### Record excerpts:
==*==
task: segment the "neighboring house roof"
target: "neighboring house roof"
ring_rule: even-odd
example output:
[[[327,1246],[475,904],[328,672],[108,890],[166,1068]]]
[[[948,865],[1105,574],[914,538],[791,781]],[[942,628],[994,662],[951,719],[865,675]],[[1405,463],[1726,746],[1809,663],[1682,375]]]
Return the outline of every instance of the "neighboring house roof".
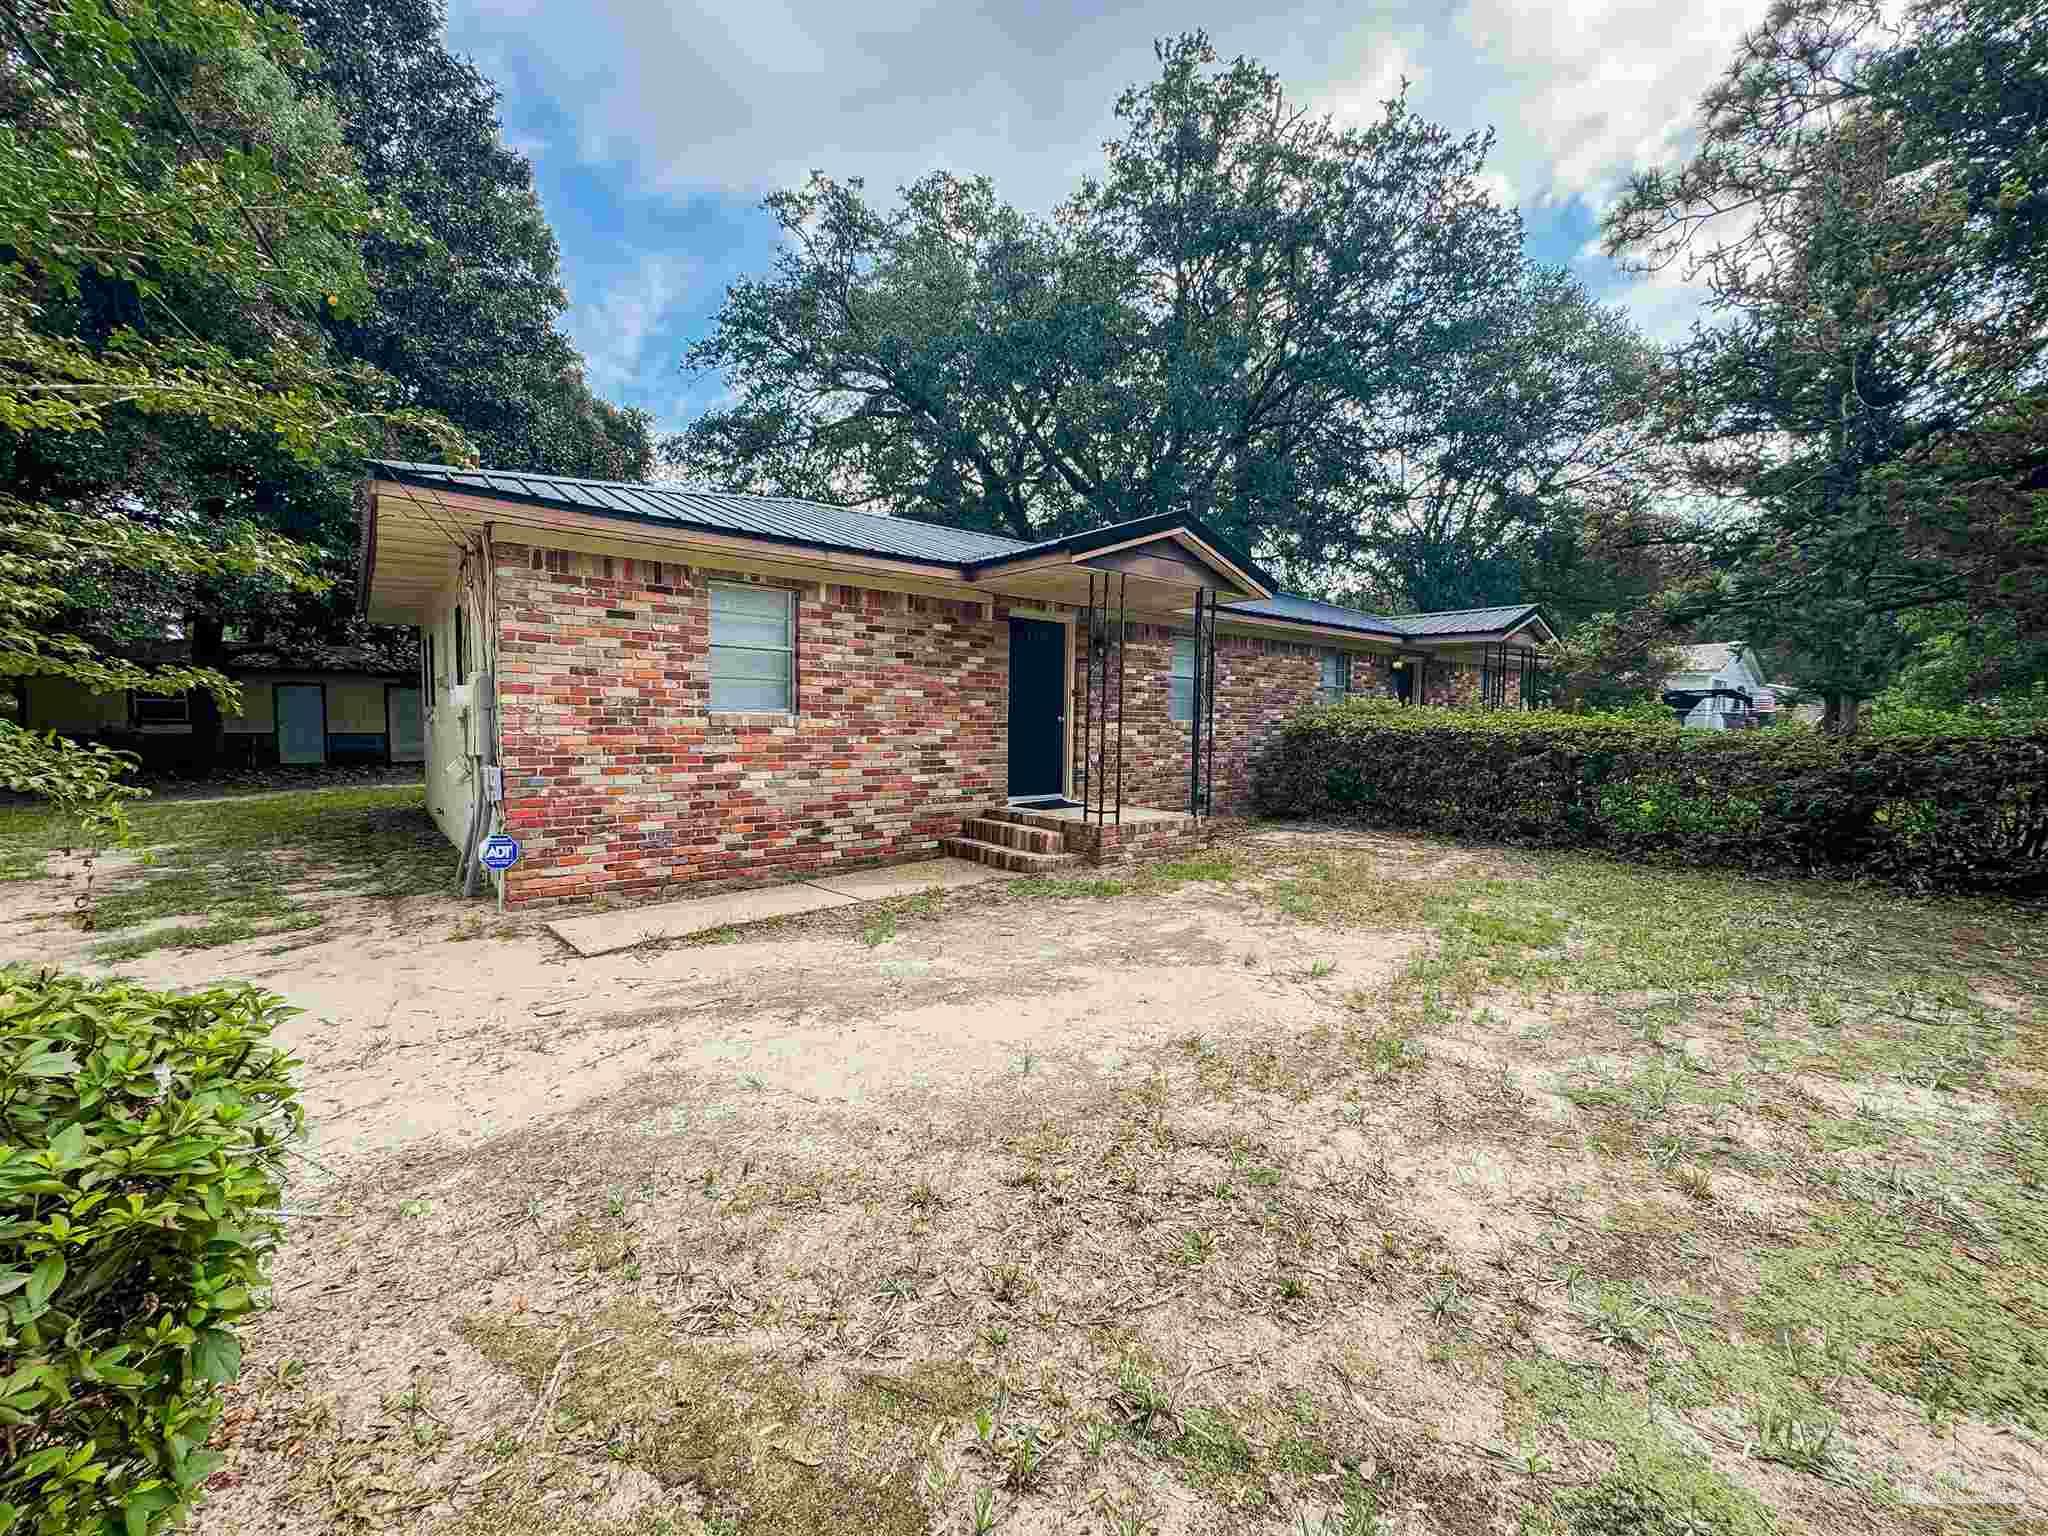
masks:
[[[1711,676],[1742,655],[1747,649],[1734,641],[1710,640],[1704,645],[1688,645],[1679,649],[1683,658],[1678,670],[1684,673],[1704,672]]]
[[[409,677],[415,668],[381,651],[353,645],[245,646],[227,659],[229,672],[366,672]]]
[[[1763,669],[1757,665],[1756,653],[1740,641],[1709,640],[1681,646],[1678,654],[1678,669],[1664,679],[1667,689],[1697,692],[1699,684],[1691,679],[1708,684],[1716,680],[1733,682],[1751,691],[1764,686]]]
[[[565,507],[601,517],[740,534],[813,549],[944,565],[962,571],[970,579],[1056,551],[1082,553],[1155,531],[1188,528],[1240,564],[1260,585],[1268,589],[1275,585],[1240,551],[1198,519],[1172,514],[1027,543],[996,533],[949,528],[941,523],[827,506],[789,496],[743,496],[621,480],[457,469],[447,464],[414,464],[394,459],[373,459],[369,467],[375,474],[400,484]],[[1532,618],[1546,635],[1550,633],[1534,603],[1391,615],[1365,613],[1294,593],[1275,592],[1269,598],[1223,604],[1219,611],[1388,639],[1503,635],[1522,628]]]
==*==
### Instructions to follow:
Across the listing above, report every line where "house" occurs.

### Answer below:
task: segment the "neighboring house roof"
target: "neighboring house roof"
Return the outline of every instance of the "neighboring house roof".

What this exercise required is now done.